→ **Document text**:

The liturgy of the Catholic Church marks specific seasons for our daily journey to eternal life. Like the seasons of nature, the liturgical year brings us through a yearly rhythm of planting and tilling, harvesting and storing, work and rest.
This Sunday, through the liturgical season of Ordinary Time, we continue to contemplate the pubic ministry of Our Lord. The gospel passage that the Church presents to us for our reflection is a continuation of last Sunday's Gospel.
As we recall from last Sunday, it is the Sabbath and Jesus is invited to read and explain the Scriptures during the liturgy in the local synagogue of Nazareth. The reaction to his teaching is very violent.
"When they heard this, all in the synagogue were filled with wrath. And they rose up and put him out of the city, and led him to the brow of the hill on which their city was built, that they might throw him down headlong" (Luke 4: 28-29).
Why is there such a violent response to Jesus' teaching? The people erupt in anger because of the reference that he makes to the gentiles. The Jews had a profound hatred for the gentiles, and Jesus refers to them as if they also enjoy God's favor.
"But in truth, I tell you, there were many widows in Israel in the days of Elijah, when the heaven was shut up three years and six months, when there came a great famine over all the land; and Elijah was sent to none of them but only to Zarephath, in the land of Sidon, to a woman who was a widow. And there were many lepers in Israel in the time of the prophet Elisha; and none of them was cleansed, but only Naaman the Syrian" (Luke 4: 25-27).
It is probably difficult for us to understand why there was such an angry reaction to Jesus' teaching. However, we can consider situations in our own modern times when the truth is spoken to ears that are deafened by pride.
Jesus is the way, the truth, and the life. Conflict has always been a part of his existence, and as a disciple, you should not think that your life would be any different. Simeon said that Jesus would be a sign of contradiction and that the hearts of many would be revealed.
"Do not think that I have come to bring peace on earth; I have not come to bring peace, but a sword. For I have come to set a man against his father, and a daughter against her mother, and a daughter-in-law against her mother-in-law; and a man's foes will be those of his own household" (Matthew 10: 34-36).
Conflict is a normal part of discipleship, and the conflict can become so dramatic that many heroic witnesses have mingled their blood with the blood of Jesus which was poured out for the remission of sin.
On the first Good Friday, the conflict of all conflicts took place and the crowd had their way, as they demanded that he be crucified.

→ **Task to complete**: Please extend the reflection on the Nazareth synagogue reading by continuing it after its last sentence.

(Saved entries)
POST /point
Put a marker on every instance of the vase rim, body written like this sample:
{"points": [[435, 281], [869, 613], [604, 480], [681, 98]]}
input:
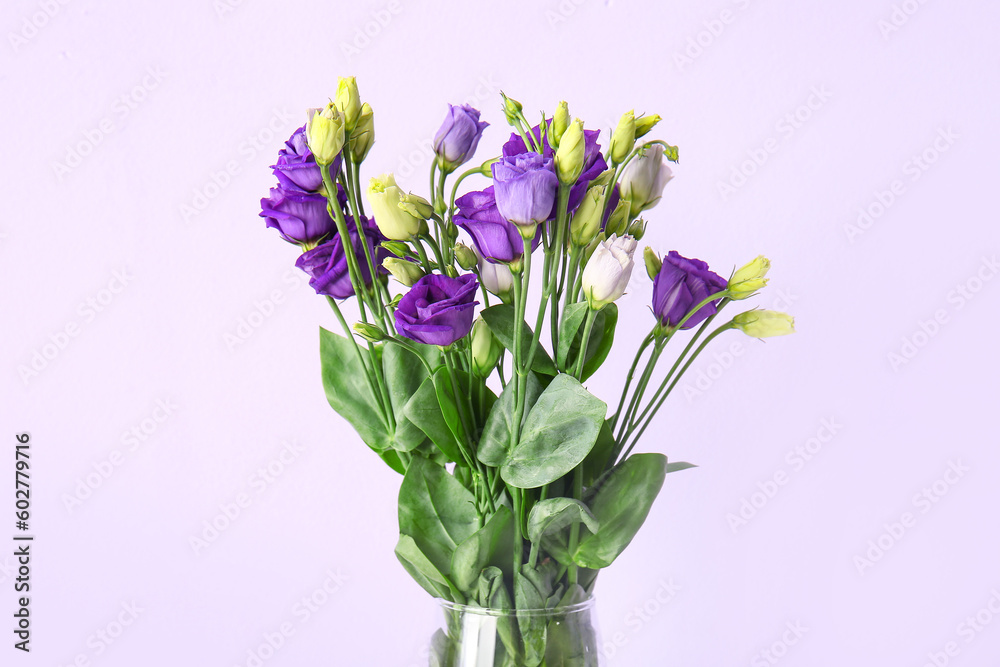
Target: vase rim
{"points": [[486, 611]]}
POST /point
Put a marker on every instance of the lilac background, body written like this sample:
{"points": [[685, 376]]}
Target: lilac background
{"points": [[230, 81]]}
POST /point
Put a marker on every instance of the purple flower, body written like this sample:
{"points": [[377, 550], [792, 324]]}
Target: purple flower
{"points": [[497, 240], [457, 138], [326, 264], [301, 217], [593, 161], [296, 168], [525, 187], [437, 310], [681, 285]]}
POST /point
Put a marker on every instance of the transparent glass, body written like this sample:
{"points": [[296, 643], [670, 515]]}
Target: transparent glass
{"points": [[477, 637]]}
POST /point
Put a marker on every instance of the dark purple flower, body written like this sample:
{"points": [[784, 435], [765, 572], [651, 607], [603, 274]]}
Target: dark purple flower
{"points": [[525, 187], [326, 264], [593, 161], [497, 240], [681, 285], [301, 217], [437, 310], [457, 138], [296, 168]]}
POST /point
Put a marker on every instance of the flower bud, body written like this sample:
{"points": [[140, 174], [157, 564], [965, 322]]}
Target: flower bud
{"points": [[560, 122], [637, 229], [653, 262], [644, 178], [764, 323], [465, 256], [570, 154], [618, 220], [623, 138], [587, 219], [608, 271], [750, 278], [363, 135], [643, 124], [325, 133], [348, 101], [394, 221], [486, 348], [404, 271], [370, 332], [416, 206]]}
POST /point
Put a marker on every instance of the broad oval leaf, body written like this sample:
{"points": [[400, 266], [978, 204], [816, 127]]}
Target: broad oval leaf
{"points": [[559, 432]]}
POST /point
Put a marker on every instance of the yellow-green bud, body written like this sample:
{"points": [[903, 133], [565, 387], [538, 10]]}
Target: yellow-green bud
{"points": [[643, 124], [619, 219], [363, 135], [404, 271], [348, 101], [560, 121], [570, 154], [325, 133], [764, 323], [587, 219], [465, 256], [750, 278], [369, 332], [511, 109], [486, 348], [394, 221], [416, 206], [637, 228], [623, 138], [653, 262]]}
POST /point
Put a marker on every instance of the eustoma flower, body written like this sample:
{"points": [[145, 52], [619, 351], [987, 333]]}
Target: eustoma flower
{"points": [[296, 167], [525, 187], [437, 310], [496, 239], [608, 271], [644, 178], [457, 138], [681, 285], [327, 265]]}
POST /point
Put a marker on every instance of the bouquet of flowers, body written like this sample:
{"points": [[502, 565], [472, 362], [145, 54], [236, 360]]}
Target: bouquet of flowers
{"points": [[518, 484]]}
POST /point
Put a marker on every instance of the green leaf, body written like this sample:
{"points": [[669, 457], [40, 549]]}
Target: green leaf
{"points": [[621, 506], [476, 552], [602, 337], [555, 514], [424, 410], [500, 319], [558, 433], [422, 569], [436, 511], [404, 372], [345, 380], [495, 441]]}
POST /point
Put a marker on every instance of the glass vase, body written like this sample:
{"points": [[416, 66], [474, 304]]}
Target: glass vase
{"points": [[478, 637]]}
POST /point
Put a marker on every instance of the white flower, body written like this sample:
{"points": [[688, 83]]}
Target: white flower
{"points": [[608, 271], [644, 178]]}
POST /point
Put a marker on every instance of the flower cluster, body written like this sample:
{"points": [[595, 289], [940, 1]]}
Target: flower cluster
{"points": [[437, 375]]}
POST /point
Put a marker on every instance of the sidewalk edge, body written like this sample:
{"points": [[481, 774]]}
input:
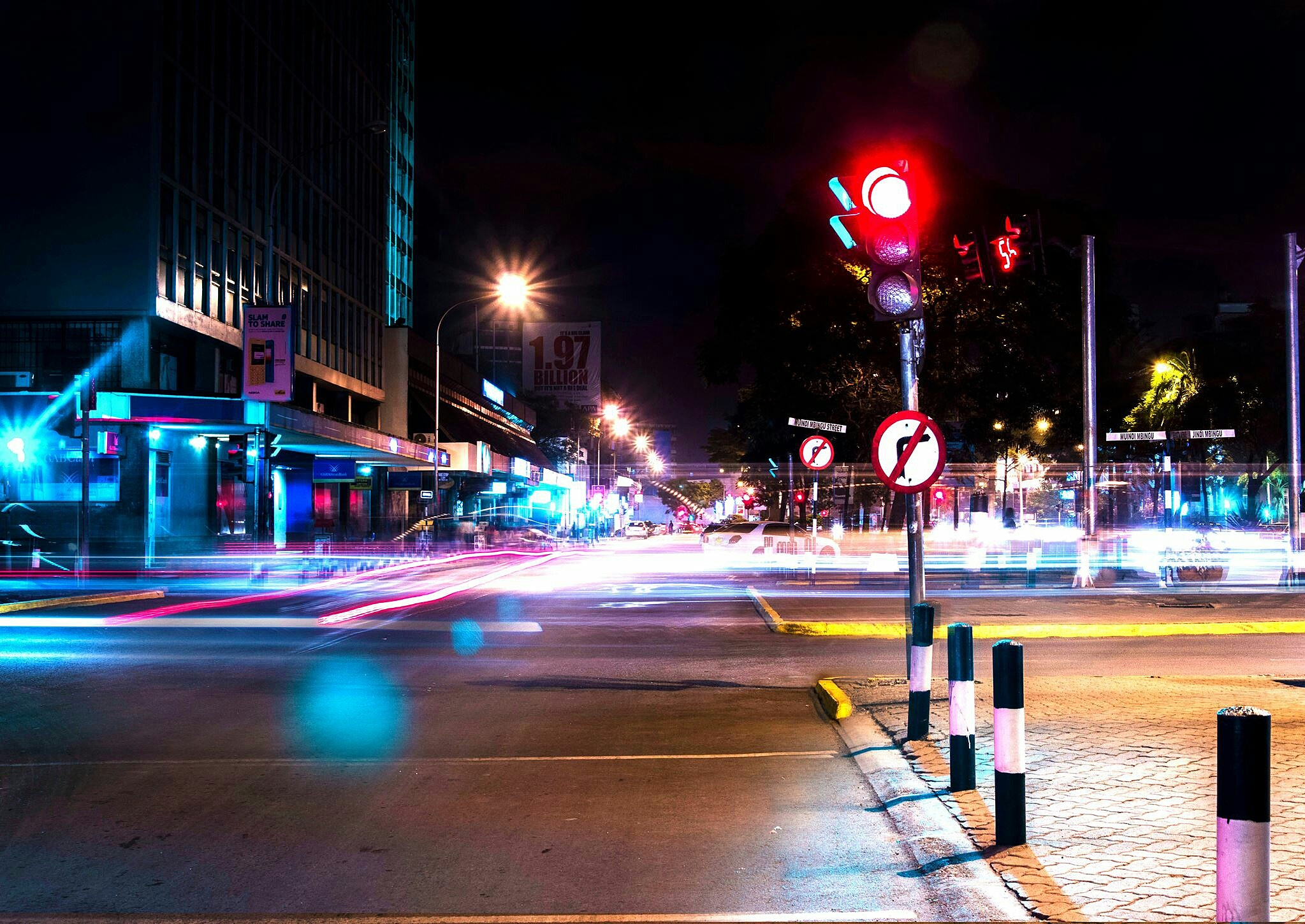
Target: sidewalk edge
{"points": [[1018, 867], [84, 600], [930, 833]]}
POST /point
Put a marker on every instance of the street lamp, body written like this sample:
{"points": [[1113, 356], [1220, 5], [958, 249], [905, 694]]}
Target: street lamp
{"points": [[513, 291]]}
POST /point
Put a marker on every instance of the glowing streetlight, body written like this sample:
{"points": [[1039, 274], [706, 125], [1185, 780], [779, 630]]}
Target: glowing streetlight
{"points": [[513, 290]]}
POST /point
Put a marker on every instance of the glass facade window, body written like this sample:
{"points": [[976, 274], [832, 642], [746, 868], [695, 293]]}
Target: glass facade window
{"points": [[251, 94]]}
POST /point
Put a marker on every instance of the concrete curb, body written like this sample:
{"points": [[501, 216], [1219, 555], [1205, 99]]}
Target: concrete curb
{"points": [[897, 631], [958, 872], [1017, 867], [82, 601], [833, 700]]}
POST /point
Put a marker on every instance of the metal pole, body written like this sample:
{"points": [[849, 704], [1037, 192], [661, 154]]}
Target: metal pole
{"points": [[792, 514], [1089, 257], [1294, 405], [84, 507], [911, 336]]}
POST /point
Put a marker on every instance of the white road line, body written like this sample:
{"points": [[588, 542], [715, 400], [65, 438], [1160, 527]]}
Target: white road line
{"points": [[410, 762]]}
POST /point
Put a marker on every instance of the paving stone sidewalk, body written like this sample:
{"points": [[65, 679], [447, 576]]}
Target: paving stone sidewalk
{"points": [[1121, 786]]}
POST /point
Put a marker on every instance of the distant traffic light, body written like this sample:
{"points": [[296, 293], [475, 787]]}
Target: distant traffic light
{"points": [[891, 227], [971, 257]]}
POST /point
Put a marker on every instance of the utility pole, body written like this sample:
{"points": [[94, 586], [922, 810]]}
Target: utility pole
{"points": [[1089, 286], [1294, 406], [911, 342]]}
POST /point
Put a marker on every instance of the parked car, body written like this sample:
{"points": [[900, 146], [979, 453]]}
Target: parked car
{"points": [[768, 539]]}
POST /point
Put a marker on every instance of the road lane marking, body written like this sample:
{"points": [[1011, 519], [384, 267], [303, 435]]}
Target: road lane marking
{"points": [[250, 623], [897, 631], [720, 918], [409, 762]]}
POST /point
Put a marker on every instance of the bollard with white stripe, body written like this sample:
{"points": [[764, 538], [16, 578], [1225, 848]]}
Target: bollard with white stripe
{"points": [[1008, 732], [961, 705], [1241, 844], [921, 672]]}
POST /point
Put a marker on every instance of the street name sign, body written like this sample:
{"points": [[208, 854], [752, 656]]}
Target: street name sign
{"points": [[1137, 437], [816, 453], [908, 452], [817, 424]]}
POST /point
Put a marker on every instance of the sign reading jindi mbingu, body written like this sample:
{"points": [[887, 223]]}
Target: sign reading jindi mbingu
{"points": [[269, 366], [562, 361]]}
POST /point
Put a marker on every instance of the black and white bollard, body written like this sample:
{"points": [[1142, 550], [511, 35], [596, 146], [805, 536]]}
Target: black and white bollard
{"points": [[921, 672], [961, 705], [1241, 860], [1008, 732]]}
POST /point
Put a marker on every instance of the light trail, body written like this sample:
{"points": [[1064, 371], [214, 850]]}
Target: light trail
{"points": [[444, 593]]}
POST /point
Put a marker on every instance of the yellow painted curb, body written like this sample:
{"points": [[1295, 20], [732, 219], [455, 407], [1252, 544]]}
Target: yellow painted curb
{"points": [[82, 601], [833, 700], [897, 631]]}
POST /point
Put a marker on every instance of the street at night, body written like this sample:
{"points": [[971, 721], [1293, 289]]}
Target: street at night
{"points": [[522, 465]]}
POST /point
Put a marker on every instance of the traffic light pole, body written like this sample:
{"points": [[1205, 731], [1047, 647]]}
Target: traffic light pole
{"points": [[911, 341], [1089, 268], [1294, 406]]}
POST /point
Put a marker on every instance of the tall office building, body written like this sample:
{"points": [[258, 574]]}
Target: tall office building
{"points": [[164, 149]]}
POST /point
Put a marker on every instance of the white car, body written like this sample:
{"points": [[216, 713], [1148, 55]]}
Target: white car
{"points": [[766, 539]]}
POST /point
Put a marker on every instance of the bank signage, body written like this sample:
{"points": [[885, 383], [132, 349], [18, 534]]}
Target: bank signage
{"points": [[562, 361], [269, 359]]}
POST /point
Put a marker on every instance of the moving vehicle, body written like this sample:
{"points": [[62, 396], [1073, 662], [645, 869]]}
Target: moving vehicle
{"points": [[766, 539]]}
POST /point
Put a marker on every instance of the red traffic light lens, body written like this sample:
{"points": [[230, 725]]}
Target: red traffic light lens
{"points": [[892, 245], [885, 194], [896, 292]]}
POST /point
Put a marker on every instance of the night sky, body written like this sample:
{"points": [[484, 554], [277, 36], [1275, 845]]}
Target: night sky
{"points": [[624, 158]]}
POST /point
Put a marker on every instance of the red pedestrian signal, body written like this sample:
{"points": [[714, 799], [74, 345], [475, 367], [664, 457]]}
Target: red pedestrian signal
{"points": [[1014, 249], [971, 257]]}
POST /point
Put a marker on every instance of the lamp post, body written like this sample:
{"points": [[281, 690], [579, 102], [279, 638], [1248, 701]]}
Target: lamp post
{"points": [[513, 291], [261, 507]]}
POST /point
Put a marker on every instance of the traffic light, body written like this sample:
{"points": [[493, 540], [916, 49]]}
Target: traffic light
{"points": [[971, 257], [891, 227], [1014, 250]]}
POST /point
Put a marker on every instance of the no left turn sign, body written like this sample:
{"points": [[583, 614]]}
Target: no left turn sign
{"points": [[816, 453], [908, 452]]}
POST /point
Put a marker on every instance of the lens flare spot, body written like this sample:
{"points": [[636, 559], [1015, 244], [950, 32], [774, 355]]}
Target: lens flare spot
{"points": [[347, 709], [467, 637]]}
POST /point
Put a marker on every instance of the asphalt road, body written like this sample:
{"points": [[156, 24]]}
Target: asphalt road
{"points": [[633, 740]]}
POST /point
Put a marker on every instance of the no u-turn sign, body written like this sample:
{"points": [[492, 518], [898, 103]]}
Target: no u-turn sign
{"points": [[908, 452]]}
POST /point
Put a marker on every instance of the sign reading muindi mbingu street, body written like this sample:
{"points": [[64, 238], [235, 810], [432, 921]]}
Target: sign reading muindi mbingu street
{"points": [[1137, 437], [817, 424]]}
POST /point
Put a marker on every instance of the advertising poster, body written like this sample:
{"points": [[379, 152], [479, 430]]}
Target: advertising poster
{"points": [[562, 361], [269, 371]]}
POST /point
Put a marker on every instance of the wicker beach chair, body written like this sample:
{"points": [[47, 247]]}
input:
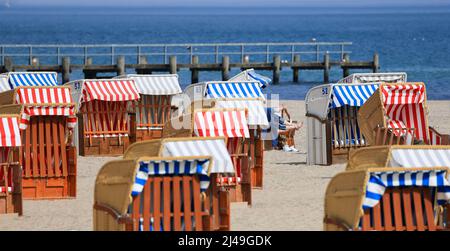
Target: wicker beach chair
{"points": [[47, 155], [388, 199], [10, 169], [222, 170], [154, 108], [106, 119], [153, 194], [243, 91], [397, 114], [399, 156]]}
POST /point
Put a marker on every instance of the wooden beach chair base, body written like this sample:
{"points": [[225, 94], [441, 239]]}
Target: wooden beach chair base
{"points": [[53, 187], [257, 156], [105, 146], [11, 202], [142, 135]]}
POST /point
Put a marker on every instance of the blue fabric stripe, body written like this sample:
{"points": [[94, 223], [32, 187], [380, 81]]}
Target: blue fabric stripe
{"points": [[352, 95]]}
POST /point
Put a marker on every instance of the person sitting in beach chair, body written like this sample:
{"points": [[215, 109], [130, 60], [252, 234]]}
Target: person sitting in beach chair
{"points": [[286, 129]]}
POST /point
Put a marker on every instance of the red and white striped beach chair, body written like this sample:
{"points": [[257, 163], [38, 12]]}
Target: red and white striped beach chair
{"points": [[397, 114], [105, 124], [232, 124], [10, 172], [47, 154]]}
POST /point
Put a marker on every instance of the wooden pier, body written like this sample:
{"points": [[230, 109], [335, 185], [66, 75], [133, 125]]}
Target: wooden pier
{"points": [[223, 61]]}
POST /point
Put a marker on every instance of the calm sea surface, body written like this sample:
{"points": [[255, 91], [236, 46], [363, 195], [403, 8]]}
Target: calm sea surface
{"points": [[414, 40]]}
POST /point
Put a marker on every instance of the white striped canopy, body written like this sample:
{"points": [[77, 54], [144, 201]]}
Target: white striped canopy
{"points": [[378, 182], [251, 75], [161, 84], [232, 89], [256, 112], [17, 79], [9, 132], [404, 105], [228, 123], [214, 147], [389, 77], [420, 157], [109, 90], [148, 168], [4, 85], [45, 101]]}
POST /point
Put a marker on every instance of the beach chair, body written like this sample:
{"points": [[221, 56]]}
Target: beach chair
{"points": [[388, 199], [232, 124], [106, 119], [397, 114], [153, 194], [251, 75], [245, 93], [386, 77], [10, 169], [11, 80], [399, 156], [154, 108], [331, 119], [47, 155], [222, 170]]}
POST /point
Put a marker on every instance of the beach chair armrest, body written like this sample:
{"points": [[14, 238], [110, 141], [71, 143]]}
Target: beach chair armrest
{"points": [[340, 224], [120, 218]]}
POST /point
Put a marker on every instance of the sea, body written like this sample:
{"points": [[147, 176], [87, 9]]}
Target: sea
{"points": [[415, 40]]}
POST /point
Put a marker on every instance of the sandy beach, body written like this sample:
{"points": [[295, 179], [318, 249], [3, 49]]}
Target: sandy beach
{"points": [[292, 197]]}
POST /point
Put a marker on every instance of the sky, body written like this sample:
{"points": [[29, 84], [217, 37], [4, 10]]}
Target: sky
{"points": [[228, 3]]}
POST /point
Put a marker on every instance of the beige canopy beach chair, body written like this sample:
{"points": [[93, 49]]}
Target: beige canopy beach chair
{"points": [[153, 194], [388, 199], [154, 107], [222, 168]]}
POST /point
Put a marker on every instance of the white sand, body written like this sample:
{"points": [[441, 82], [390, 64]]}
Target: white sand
{"points": [[292, 198]]}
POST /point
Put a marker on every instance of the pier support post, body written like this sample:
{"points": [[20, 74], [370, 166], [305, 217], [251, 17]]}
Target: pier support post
{"points": [[376, 63], [346, 70], [173, 64], [194, 71], [87, 73], [66, 70], [295, 70], [8, 64], [35, 62], [326, 68], [142, 60], [225, 68], [120, 65], [276, 69]]}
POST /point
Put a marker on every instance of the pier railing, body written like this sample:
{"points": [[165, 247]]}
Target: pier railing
{"points": [[96, 60], [160, 53]]}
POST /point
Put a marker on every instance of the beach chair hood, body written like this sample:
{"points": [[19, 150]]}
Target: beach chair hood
{"points": [[320, 99], [9, 126], [388, 77], [349, 193], [193, 146], [396, 106], [155, 84], [406, 156], [230, 123], [251, 75], [41, 101]]}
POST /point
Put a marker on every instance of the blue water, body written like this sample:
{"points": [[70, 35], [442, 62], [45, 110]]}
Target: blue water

→ **Response**:
We must never be afraid to stand alone for Jesus. If we do what is right, God will always be with us and give us the strength that we need to defend the truth. This Sunday, we read in the Old Testament reading:
"But you, gird up your loins; arise, and say to them everything that I command you. Do not be dismayed by them, lest I dismay you before them. And I, behold, I make you this day a fortified city, an iron pillar, and bronze walls, against the whole land, against the kings of Judah, its princes, its priests, and the people of the land. They will fight against you; but they shall not prevail against you, for I am with you, says the LORD, to deliver you" (Jeremiah 1: 17-19).
There will always be the temptation to react angrily when contention comes our way. However, we must always act with charity. In the Garden of Gethsemane Jesus commanded that Peter put away his sword. The Lord forgave his executioners as he hung dying on the cross.
This Sunday's second reading tells us how we are to act at all times:
"Love is patient and kind; love is not jealous or boastful; it is not arrogant or rude. Love does not insist on its own way; it is not irritable or resentful; it does not rejoice at wrong, but rejoices in the right. Love bears all things, believes all things, hopes all things, endures all things" (1 Corinthians 13: 4-7)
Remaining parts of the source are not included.